*Source extract*.
-- Start --

The Hit the North exhibition celebrates northern photography across the past five decades, from incisive studio portraiture to grand rural vistas to quiet urban details.
In constant flux but obdurately unchanging, the North is revealed as a paradox, as contradictory and subjective as photography itself.
While Daniel Meadows’ magical Moss Side portraits from the early Seventies are filled with a community spirit, Chris Harrison’s mid-Nineties Salford lads portray a harder-edged, less innocent time. But the timelessness of Liza Dracup’s recent natures mortes – the stillest of still lives drawn from the nature of the North – contend that little ever really changes here.

-- End --

*Data supplied*.
-- Start --

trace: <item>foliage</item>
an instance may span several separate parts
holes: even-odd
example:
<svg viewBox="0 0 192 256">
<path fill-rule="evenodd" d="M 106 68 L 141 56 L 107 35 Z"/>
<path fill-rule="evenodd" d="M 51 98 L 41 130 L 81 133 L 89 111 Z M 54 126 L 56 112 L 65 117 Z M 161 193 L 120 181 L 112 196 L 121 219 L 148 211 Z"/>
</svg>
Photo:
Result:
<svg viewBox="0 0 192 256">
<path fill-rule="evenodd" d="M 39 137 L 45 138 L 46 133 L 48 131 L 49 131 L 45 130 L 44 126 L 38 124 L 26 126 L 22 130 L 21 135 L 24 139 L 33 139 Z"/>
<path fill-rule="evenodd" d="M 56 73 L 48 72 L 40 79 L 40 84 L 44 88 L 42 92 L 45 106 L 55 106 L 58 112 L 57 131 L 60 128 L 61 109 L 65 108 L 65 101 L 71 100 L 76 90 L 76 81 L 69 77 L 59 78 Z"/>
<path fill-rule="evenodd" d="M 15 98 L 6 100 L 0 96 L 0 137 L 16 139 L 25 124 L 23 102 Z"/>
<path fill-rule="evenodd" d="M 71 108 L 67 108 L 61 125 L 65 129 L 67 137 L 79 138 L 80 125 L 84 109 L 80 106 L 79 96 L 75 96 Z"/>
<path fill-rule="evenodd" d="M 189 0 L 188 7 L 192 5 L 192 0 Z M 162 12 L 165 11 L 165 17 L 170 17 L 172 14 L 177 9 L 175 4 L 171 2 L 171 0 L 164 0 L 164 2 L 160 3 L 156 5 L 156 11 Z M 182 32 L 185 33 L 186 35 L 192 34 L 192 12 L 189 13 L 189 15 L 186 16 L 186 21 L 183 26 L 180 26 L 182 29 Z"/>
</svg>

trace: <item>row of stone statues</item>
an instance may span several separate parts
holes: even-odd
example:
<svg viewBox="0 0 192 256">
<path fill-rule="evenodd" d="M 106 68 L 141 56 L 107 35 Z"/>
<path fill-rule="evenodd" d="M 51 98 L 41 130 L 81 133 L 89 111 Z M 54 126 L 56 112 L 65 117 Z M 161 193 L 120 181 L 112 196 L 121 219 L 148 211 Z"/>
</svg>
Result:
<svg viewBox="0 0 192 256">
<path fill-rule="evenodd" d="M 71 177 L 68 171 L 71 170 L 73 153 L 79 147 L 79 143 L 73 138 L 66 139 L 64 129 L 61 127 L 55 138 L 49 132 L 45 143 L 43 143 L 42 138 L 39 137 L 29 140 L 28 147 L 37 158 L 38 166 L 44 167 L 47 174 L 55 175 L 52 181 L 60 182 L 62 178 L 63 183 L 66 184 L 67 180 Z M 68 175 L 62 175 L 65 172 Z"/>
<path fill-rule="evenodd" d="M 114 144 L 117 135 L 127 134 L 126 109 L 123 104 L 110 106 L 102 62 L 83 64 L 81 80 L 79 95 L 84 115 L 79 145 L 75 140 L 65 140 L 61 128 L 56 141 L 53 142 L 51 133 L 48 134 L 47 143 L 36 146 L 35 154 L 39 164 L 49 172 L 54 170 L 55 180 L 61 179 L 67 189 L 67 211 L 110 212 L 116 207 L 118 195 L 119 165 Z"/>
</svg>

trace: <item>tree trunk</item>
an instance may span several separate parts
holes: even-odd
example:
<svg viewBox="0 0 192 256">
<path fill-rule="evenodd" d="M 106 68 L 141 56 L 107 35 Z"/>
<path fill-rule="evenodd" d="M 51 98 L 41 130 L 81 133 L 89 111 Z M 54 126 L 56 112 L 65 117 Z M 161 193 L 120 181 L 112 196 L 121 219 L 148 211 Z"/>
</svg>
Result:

-- End --

*Exercise task 1*. From the exhibition description, return the part that opens with the words containing "While Daniel Meadows’" and closes with "really changes here.".
*Exercise task 2*. According to the exhibition description, when were Daniel Meadows' Moss Side portraits made?
*Exercise task 3*. Extend the exhibition description, picking up after its final sentence.

*Exercise answer 1*.
While Daniel Meadows’ magical Moss Side portraits from the early Seventies are filled with a community spirit, Chris Harrison’s mid-Nineties Salford lads portray a harder-edged, less innocent time. But the timelessness of Liza Dracup’s recent natures mortes – the stillest of still lives drawn from the nature of the North – contend that little ever really changes here.

*Exercise answer 2*. In the early Seventies.

*Exercise answer 3*.
Northern nature also fills Matthew Murray’s vast dark views of the Manchester-Yorkshire borderlands, but these are inner visions of a subtly managed landscape. Human intervention is more conspicuous in Ian Macdonald’s warm scenes of Teeside, made at the tail end of a now bygone industrial era. But Tessa Bunney’s micro views of the North Yorkshire managed landscape are a surprising reminder that dead industries from the distant past are sometimes reborn.
Paul Floyd Blake’s wry observations capture the abiding northern characteristics of resolute humour and eternal positivity. And while Salford-based Phoebe Kiely’s urban details show the North of today, her traditional analogue photographs could have been made at any time in the past half century.
Hit the North is curated by Manchester-based Hobo Photo, which aims to develop the appreciation of photography as art. As well as promoting new talent, we are particularly interested in recognising older work which has been overlooked.
All the photographs in the exhibition are for sale.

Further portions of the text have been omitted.